Exercise directions: Nothing in the entries should be altered. Write them out in full.

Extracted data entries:
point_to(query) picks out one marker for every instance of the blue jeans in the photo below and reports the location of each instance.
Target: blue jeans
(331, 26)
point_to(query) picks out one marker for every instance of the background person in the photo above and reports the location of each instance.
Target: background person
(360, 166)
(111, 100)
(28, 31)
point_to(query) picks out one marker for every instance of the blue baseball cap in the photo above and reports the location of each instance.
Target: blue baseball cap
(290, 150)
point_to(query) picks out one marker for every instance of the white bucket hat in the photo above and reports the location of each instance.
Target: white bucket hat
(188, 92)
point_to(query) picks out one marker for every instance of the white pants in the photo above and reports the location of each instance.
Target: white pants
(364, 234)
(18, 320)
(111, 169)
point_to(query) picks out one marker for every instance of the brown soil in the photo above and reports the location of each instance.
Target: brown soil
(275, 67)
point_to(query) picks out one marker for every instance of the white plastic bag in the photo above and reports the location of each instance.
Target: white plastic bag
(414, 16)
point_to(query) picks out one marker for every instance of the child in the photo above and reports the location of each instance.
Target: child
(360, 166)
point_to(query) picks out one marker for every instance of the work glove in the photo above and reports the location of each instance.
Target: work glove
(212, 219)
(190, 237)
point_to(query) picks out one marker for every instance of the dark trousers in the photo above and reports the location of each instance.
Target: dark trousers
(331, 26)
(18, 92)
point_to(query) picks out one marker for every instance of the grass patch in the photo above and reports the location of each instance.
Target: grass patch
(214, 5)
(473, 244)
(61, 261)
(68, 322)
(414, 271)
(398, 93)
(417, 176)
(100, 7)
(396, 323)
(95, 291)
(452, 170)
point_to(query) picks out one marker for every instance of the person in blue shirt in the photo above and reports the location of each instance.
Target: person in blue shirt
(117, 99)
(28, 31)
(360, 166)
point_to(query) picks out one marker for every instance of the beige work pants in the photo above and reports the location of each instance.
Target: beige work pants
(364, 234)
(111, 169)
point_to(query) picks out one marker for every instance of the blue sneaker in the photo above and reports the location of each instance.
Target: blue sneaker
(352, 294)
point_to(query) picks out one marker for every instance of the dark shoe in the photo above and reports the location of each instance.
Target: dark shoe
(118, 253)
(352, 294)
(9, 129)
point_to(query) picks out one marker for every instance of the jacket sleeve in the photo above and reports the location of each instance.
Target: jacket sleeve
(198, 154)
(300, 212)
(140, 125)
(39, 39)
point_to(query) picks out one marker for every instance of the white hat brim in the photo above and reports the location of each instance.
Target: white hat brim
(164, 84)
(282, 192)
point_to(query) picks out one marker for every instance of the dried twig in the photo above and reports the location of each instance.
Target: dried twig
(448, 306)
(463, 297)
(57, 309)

The completed task:
point_to(query) picks out one marker for every instance of the blue jeans in the photo below and reports the location of each instance.
Target: blue jeans
(331, 26)
point_to(query) picks out one marker for every instance of the background person in the photo above and reports the location of each instance.
Target: background person
(360, 166)
(111, 100)
(28, 31)
point_to(query) picks out one marker for every instance of the blue baseball cap in the photo above and reports the location of each instance.
Target: blue baseball cap
(290, 150)
point_to(query) picks out one marker for every instance of the white bucket hat in the photo above and reports the location of each instance.
Target: white bucket hat
(188, 92)
point_to(query) picks out one marker for every instance of the white pants in the photo above and reports the location of each instance.
Target: white pants
(364, 234)
(18, 320)
(111, 169)
point_to(query) picks out one marker for every instance of the brown soil in the photo above and reports the location of each instance.
Target: brown soil
(275, 67)
point_to(query) picks out one marker for every instance of the white plastic bag in the photo above and reports the location of each instance.
Target: white plastic bag
(414, 16)
point_to(query) picks out one marker for every instance of the child in the photo above and reports the location of each instance.
Target: child
(360, 166)
point_to(query) picks out one marker for every instance of the work glove in the photo above and reports the location of each instance.
Target: work glove
(212, 219)
(190, 237)
point_to(query) picks out one marker for every instance of the dark trousers in the photo above and reports the location of each instance.
Target: dark trousers
(331, 26)
(18, 92)
point_to(query) picks out one marker for every instance of the grass patch in the photo above and reports the location of each instance.
Target: grass patch
(214, 5)
(473, 244)
(61, 261)
(68, 322)
(414, 271)
(398, 93)
(417, 176)
(100, 7)
(396, 323)
(95, 291)
(452, 170)
point_to(query) picks out one marker for every instance of the person in blue shirt in the photo above and reports the location of each instance.
Target: person in blue shirt
(117, 99)
(28, 31)
(360, 166)
point_to(query) picks out one marker for every instance of the beige work pants in the photo above and reports the location of each instance.
Target: beige work pants
(364, 234)
(111, 169)
point_to(query) picks out one marker for every instance of the blue sneaker in the photo above and reports the location of each instance.
Target: blue sneaker
(352, 294)
point_to(query) picks out one marker for every instance of the dark shoe in the photo above and reports the location of each instance.
Target: dark shoe
(118, 253)
(352, 294)
(9, 129)
point_to(query) picks out one marker for every instance of the jacket sleeve in the photo above and reports the location of each instance.
Target: jacket sleeve
(198, 154)
(300, 212)
(140, 125)
(39, 39)
point_to(query) picks out one marker for every instance of the white hat brim in the photo above and reports the location of each instance.
Target: white hat brim
(164, 84)
(282, 192)
point_to(query) picks out one marker for every instance of the dried twig in the photo above and reports the location of each instance.
Target: dried twig
(448, 306)
(463, 297)
(57, 309)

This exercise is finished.